:: What this exercise asks ::
a) Translate into French this sentence from the evalhyd excerpt: "It is crucial to assess the sampling uncertainty in the evaluation metrics, that is to say their variability from one study period (i.e. one sample) to another."
b) Summarize the evalhyd excerpt in two sentences.

4.4 Data transformation

It is common practice in hydrology to apply transform functions to streamflow data prior to the computation of the evaluation metrics. This is typically done because hydrological models tend to produce larger errors in flows of higher magnitude, which results in putting more emphasis on high-flow periods when computing the metric. To reduce the emphasis on high flows or to change the emphasis altogether, various transform functions can be applied (see e.g. Krause et al.2005; Oudin et al.2006; Pushpalatha et al.2012; Pechlivanidis et al.2014; Garcia et al.2017; Santos et al.2018).

The evalhyd tool offers several data transformation functions to apply to both the streamflow observations and predictions prior to the computation of the evaluation metrics. These include the natural logarithm function, the reciprocal function, the square root function, and the power function. For those functions not defined for zero (i.e. the reciprocal function, the natural logarithm, or the power function with a negative exponent), a small value is added to both the streamflow observations and predictions as recommended by Pushpalatha et al. (2012): by default 1/100 of the mean of the streamflow observations is used, but it can be customised by the user.

This functionality is the only one that is applicable only to deterministic predictions, i.e. via the evald entry point, because it is currently only common practice in a deterministic context. Later versions of the tool could remedy this depending on user feedback.

4.5 Bootstrapping

It is crucial to assess the sampling uncertainty in the evaluation metrics, that is to say their variability from one study period (i.e. one sample) to another. Clark et al. (2021) recommend using a non-overlapping block bootstrapping method, where blocks are taken as distinct hydrological years to preserve seasonal patterns and intra-annual auto-correlation.

:: Stored data ::
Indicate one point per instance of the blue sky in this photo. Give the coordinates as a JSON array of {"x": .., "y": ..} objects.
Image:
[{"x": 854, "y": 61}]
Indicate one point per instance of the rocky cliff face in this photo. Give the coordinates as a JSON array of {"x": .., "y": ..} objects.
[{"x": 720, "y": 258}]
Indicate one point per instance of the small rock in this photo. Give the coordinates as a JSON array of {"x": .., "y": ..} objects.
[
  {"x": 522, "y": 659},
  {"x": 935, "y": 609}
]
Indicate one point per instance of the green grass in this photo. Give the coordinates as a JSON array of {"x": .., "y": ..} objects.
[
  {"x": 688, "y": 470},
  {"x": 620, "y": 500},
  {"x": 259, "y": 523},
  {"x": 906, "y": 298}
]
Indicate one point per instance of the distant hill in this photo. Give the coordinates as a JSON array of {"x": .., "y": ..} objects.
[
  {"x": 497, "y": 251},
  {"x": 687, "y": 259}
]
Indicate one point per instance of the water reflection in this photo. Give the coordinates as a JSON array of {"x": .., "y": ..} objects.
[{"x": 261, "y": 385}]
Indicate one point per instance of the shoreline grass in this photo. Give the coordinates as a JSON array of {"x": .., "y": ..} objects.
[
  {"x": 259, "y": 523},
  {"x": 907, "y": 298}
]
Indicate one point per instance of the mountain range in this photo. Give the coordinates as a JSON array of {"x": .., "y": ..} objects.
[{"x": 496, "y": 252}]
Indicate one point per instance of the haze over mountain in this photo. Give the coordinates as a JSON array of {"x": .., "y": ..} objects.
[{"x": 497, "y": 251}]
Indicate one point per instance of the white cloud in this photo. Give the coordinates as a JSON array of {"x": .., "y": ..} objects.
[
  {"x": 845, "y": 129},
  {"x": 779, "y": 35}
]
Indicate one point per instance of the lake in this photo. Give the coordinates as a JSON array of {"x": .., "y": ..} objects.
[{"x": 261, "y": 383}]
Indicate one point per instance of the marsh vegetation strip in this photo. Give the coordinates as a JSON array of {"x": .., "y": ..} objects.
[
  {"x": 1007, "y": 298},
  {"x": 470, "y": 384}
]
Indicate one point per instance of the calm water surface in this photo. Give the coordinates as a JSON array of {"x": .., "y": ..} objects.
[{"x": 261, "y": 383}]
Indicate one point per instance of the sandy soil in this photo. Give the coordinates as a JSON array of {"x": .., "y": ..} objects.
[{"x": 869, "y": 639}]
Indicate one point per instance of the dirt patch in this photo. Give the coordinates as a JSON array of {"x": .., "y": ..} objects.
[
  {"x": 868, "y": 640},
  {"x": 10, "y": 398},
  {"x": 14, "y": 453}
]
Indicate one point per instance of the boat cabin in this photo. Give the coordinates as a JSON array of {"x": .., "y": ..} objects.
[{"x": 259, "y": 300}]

:: Results in order ::
a) Il est essentiel d'évaluer l'incertitude d'échantillonnage des métriques d'évaluation, c'est-à-dire leur variabilité d'une période d'étude (c.-à-d. un échantillon) à une autre.

b) Hydrologists commonly transform streamflow data before computing evaluation metrics because models tend to produce larger errors at high flows. The evalhyd tool offers natural logarithm, reciprocal, square root, and power transforms for deterministic predictions only, adding a small value (by default 1/100 of the mean observed streamflow) when a function is not defined for zero, and the excerpt notes a recommendation to assess sampling uncertainty with non-overlapping block bootstrapping that uses hydrological years as blocks.